Aim of the exercise: Copy every row below verbatim, line for line, and omit the pictures.

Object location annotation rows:
- - - - - - -

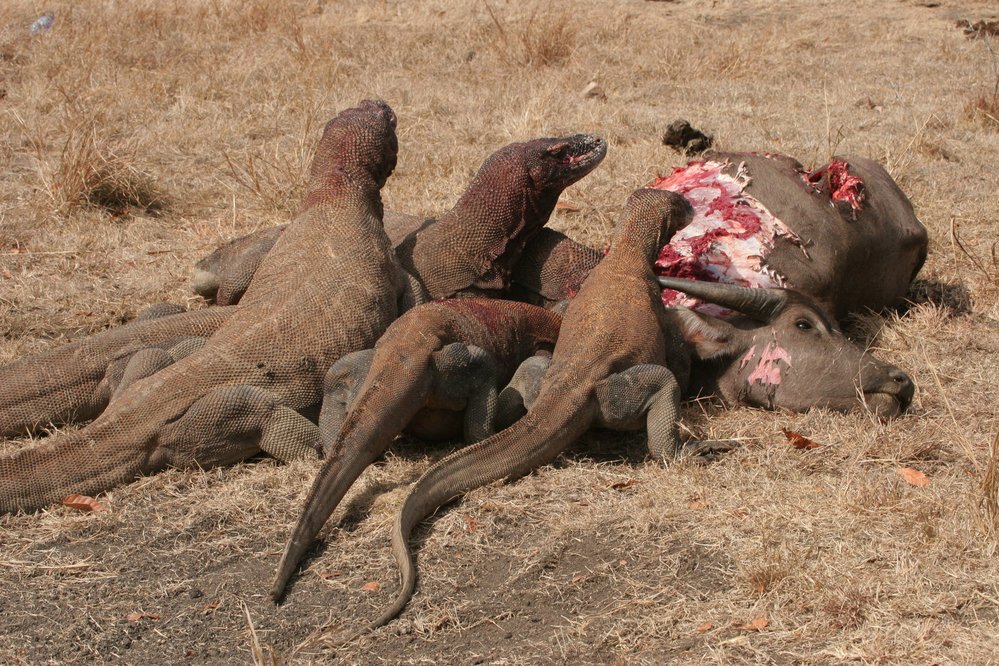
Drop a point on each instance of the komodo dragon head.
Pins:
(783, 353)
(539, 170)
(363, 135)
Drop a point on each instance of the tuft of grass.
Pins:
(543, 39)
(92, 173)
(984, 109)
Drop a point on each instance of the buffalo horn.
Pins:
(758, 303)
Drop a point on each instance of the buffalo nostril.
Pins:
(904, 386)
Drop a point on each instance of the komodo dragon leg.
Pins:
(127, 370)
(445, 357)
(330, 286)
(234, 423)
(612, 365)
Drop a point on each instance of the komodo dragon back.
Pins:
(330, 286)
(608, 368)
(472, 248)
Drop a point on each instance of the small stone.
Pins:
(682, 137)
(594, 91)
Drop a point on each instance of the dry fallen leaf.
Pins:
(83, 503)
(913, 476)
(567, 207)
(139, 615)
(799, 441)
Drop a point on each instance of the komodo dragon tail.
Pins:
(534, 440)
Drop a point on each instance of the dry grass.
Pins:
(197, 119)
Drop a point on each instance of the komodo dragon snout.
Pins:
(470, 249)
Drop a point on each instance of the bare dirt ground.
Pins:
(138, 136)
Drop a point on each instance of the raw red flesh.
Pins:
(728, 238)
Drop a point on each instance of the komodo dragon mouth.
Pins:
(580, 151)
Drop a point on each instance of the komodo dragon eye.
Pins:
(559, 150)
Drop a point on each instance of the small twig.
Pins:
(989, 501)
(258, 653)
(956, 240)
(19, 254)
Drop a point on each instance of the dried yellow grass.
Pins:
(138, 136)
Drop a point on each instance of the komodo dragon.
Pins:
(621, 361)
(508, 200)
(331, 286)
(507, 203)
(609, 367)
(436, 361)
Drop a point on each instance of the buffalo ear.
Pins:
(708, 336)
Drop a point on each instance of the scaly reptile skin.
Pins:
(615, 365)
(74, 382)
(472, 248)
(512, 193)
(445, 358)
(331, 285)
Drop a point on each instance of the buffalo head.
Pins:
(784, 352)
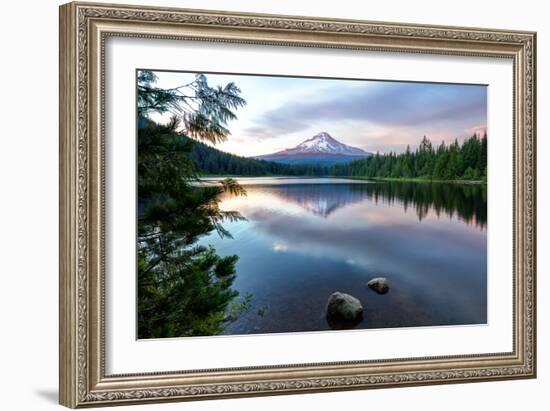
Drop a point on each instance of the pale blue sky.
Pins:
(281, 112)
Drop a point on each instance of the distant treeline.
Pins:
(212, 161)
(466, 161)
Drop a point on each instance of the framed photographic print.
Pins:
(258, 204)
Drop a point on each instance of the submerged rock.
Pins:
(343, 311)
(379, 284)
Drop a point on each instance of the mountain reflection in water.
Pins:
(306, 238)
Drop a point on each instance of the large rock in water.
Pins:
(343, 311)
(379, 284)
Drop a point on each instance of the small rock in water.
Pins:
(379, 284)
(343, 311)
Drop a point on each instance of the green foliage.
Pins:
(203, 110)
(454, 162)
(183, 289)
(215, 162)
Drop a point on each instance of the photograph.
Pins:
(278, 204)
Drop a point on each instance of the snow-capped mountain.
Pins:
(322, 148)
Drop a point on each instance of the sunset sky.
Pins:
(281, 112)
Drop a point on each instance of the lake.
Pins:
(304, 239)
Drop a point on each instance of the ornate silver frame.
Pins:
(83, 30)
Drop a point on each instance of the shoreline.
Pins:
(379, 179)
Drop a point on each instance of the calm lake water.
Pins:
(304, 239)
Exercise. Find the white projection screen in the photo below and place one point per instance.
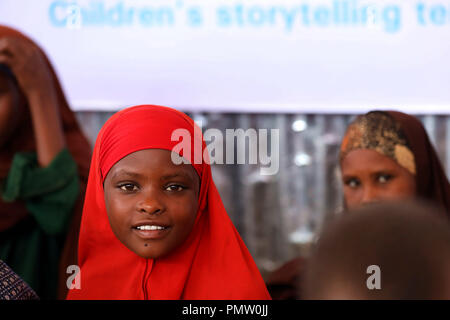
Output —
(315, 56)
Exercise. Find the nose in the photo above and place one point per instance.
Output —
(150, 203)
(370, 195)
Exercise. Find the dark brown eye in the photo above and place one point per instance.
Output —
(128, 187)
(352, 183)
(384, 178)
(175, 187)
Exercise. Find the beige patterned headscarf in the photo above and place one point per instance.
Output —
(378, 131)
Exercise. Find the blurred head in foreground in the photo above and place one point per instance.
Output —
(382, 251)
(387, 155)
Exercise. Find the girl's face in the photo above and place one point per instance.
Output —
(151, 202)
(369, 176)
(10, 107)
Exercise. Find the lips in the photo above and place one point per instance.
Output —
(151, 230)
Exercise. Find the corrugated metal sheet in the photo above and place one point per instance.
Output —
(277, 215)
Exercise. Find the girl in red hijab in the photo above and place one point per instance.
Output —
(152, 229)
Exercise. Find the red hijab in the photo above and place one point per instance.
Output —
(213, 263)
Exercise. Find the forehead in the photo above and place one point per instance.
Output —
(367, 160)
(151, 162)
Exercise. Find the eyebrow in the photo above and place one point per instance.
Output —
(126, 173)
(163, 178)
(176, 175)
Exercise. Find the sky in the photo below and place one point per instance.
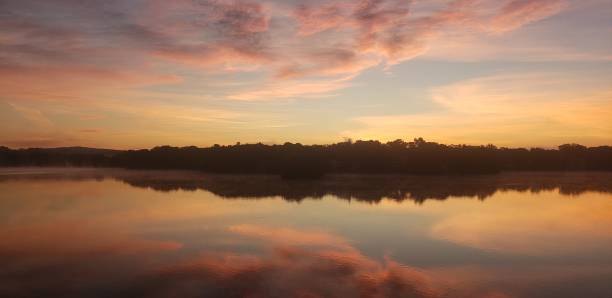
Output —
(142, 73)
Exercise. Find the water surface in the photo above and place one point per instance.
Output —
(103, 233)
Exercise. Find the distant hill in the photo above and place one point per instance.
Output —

- - - - - - -

Response to this exercise:
Drop a point on each instance of the komodo dragon head.
Pins:
(783, 353)
(539, 170)
(363, 135)
Drop a point on each instance of the tuft of grass.
Pins:
(543, 39)
(92, 173)
(984, 109)
Drop a point on each instance of the buffalo horn.
Pins:
(758, 303)
Drop a point on each instance of the buffalo nostril.
Pins:
(904, 386)
Drop a point on each instance of the komodo dragon leg.
Pins:
(127, 370)
(445, 357)
(330, 286)
(234, 423)
(612, 365)
Drop a point on each instance of the komodo dragon back.
Pins:
(330, 286)
(608, 368)
(472, 248)
Drop a point on each instance of the small stone.
Pins:
(682, 137)
(594, 91)
Drop a point on each instance of the dry fallen leaf.
Pins:
(83, 503)
(913, 476)
(567, 207)
(139, 615)
(799, 441)
Drop a point on each instance of the komodo dragon tail.
Pins:
(534, 440)
Drop a point on each instance of the dry grass.
Pins:
(197, 119)
Drop a point on each instance of the komodo dragon snout.
Pins:
(470, 249)
Drop a point on each instance of the bare dirt ground.
Pins:
(138, 136)
Drop a point on each instance of the raw red flesh.
Pins:
(728, 238)
Drop a point on each instance of the komodo dragon mouth.
Pins:
(580, 151)
Drop a point on each instance of the komodo dragon eye.
Pins:
(559, 150)
Drop a point on each instance of the small twig.
Pins:
(989, 501)
(258, 653)
(956, 240)
(19, 254)
Drop a point on each instance of the dried yellow grass.
Pins:
(138, 136)
Drop a point on each instance of the komodo dragon.
Pins:
(621, 361)
(508, 200)
(331, 286)
(507, 203)
(609, 367)
(436, 361)
Drop a point on each instance of the buffalo ear.
Pins:
(708, 336)
Drop a point on each instance of the scaly reptile skin.
Pins:
(615, 365)
(74, 382)
(472, 248)
(512, 193)
(445, 358)
(331, 285)
Drop a point on each instance of the buffalo head.
Pins:
(784, 352)
Drop a point on each instance of the pale blue sky.
Pins:
(281, 112)
Drop a point on each instance of the distant treeline.
Pins:
(212, 161)
(466, 161)
Drop a point on each instance of the framed photographic print.
Pins:
(258, 204)
Drop a point on each instance of the submerged rock.
Pins:
(343, 311)
(379, 284)
Drop a point on each instance of the mountain reflection in water.
Pins:
(306, 238)
Drop a point on each instance of the large rock in water.
Pins:
(343, 311)
(379, 284)
Drop a point on each instance of the small rock in water.
Pins:
(379, 284)
(343, 311)
Drop a point on each instance of the green foliage.
Pins:
(203, 110)
(454, 162)
(183, 289)
(215, 162)
Drop a point on each instance of the photograph.
Pins:
(278, 204)
Drop a point on each instance of the snow-capped mountain.
Pins:
(322, 148)
Drop a point on each instance of the sunset sky.
Pins:
(281, 112)
Drop a point on each instance of the lake.
Pins:
(304, 239)
Drop a point on each instance of the ornate silver frame.
Pins:
(83, 30)
Drop a point on each instance of the shoreline.
Pins:
(379, 179)
Drop a point on each instance of the calm lake water.
Pins:
(304, 239)
Exercise. Find the white projection screen in the photo below and place one point per instance.
Output —
(315, 56)
Exercise. Find the nose in the photo above and place one point per instance.
Output —
(150, 203)
(370, 195)
Exercise. Find the dark brown eye in the photo above and place one point per instance.
Output —
(128, 187)
(352, 183)
(384, 178)
(175, 187)
Exercise. Find the beige patterned headscarf in the photo above and place one point per instance.
Output —
(378, 131)
Exercise. Find the blurred head in foreground in the photo above and place one point per instance.
Output —
(382, 251)
(387, 155)
Exercise. Find the girl's face in the photo above and place one point per instance.
Output —
(151, 202)
(369, 176)
(10, 107)
Exercise. Find the lips in the photo above and place one point per instance.
Output —
(151, 230)
Exercise. Find the corrugated metal sheet in the photo above and place one point per instance.
Output —
(277, 215)
Exercise. Find the girl in red hijab in the photo above and place one point per instance.
Output —
(152, 229)
Exercise. Find the red hijab in the photo above and place one point per instance.
Output —
(213, 263)
Exercise. Find the forehead in the photo above and place one point per instance.
Output —
(367, 160)
(151, 162)
Exercise. Find the eyebrow in the photo above and place one point per instance.
Output —
(126, 173)
(163, 178)
(176, 175)
Exercise. Find the sky in the photo below and place one point per instance.
Output —
(142, 73)
Exercise. Find the water surface in the photo above and place one point per instance.
Output —
(103, 233)
Exercise. Find the distant hill in the photo above and place one point per instance.
Output —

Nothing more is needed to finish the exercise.